> [Try it]:
Look through the data below for the line with "column 571, row 214", and transcribe it exactly together with each line after it up to and including the line with "of the asphalt". Give nothing else.

> [Provided entries]:
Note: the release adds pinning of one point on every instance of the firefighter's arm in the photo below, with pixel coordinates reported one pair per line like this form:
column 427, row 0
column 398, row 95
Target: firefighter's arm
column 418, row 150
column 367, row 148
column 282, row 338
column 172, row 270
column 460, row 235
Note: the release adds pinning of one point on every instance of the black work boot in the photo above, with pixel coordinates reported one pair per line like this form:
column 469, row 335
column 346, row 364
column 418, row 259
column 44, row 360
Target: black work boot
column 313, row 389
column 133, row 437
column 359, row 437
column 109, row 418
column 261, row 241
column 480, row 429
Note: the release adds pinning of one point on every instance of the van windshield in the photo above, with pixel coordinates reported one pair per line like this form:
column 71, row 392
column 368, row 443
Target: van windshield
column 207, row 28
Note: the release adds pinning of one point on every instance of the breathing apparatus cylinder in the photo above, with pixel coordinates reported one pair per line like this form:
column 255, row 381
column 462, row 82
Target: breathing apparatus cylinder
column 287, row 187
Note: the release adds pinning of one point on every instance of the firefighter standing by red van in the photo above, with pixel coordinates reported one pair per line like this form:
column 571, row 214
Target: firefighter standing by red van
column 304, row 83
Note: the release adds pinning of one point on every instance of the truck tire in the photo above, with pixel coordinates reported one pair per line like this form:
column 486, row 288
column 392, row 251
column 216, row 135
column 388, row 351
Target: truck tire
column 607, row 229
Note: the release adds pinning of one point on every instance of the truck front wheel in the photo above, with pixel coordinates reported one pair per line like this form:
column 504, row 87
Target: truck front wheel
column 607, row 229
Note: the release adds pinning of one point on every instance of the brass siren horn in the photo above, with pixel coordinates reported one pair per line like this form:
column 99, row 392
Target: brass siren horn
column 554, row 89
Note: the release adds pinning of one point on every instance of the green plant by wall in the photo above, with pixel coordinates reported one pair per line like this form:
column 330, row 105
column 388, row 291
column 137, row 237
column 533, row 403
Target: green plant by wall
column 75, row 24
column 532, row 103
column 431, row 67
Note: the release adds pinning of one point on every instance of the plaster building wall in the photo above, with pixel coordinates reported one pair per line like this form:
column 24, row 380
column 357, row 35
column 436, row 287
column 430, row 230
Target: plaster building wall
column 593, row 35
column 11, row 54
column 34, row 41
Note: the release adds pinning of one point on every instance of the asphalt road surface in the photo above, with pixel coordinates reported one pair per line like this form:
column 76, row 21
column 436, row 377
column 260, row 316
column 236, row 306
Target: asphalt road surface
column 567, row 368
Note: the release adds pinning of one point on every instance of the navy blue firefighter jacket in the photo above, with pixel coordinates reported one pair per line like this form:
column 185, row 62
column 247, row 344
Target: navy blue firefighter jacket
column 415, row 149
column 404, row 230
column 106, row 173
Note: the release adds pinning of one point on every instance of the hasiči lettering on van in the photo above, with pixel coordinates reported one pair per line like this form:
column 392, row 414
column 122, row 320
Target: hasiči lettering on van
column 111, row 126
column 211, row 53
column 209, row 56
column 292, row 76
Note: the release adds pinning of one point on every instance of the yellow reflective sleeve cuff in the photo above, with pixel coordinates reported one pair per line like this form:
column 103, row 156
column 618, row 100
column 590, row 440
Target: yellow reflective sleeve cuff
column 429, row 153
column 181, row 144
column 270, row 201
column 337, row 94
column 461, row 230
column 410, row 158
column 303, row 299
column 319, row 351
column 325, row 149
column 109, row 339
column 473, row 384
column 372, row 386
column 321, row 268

> [Response area]:
column 571, row 214
Target: firefighter standing by red van
column 304, row 83
Note: the release adds pinning of one point on every instance of the truck tire in the photo above, with pixel coordinates reported one pair per line like this form:
column 486, row 288
column 392, row 251
column 216, row 135
column 388, row 351
Target: truck tire
column 607, row 229
Note: the release adds pinning of one point on every instance of the truck front wheel in the photo above, with pixel coordinates reported one pair per line like this form:
column 504, row 87
Target: truck front wheel
column 607, row 229
Note: the release adds pinning of one point on every instance of the brass siren horn in the photo above, with pixel coordinates reported one pair per line like this form:
column 99, row 392
Target: brass siren horn
column 554, row 89
Note: the release adds pinning of one point on every instance of the green plant by wall in the photo above, with pixel coordinates reported one pair per line like this form:
column 330, row 105
column 388, row 291
column 137, row 237
column 533, row 403
Target: green plant by wall
column 75, row 24
column 532, row 103
column 431, row 67
Note: the release adds pinning of one point on every instance of the plaster building wall in the photo above, with pixel coordinates reported one pair per line like this form:
column 24, row 380
column 357, row 35
column 436, row 287
column 430, row 230
Target: plaster building wall
column 593, row 35
column 11, row 54
column 34, row 41
Note: the release adds pinning of one point on every instance of the asphalt road surface in the photo above, with pixel coordinates reported one pair per line like this form:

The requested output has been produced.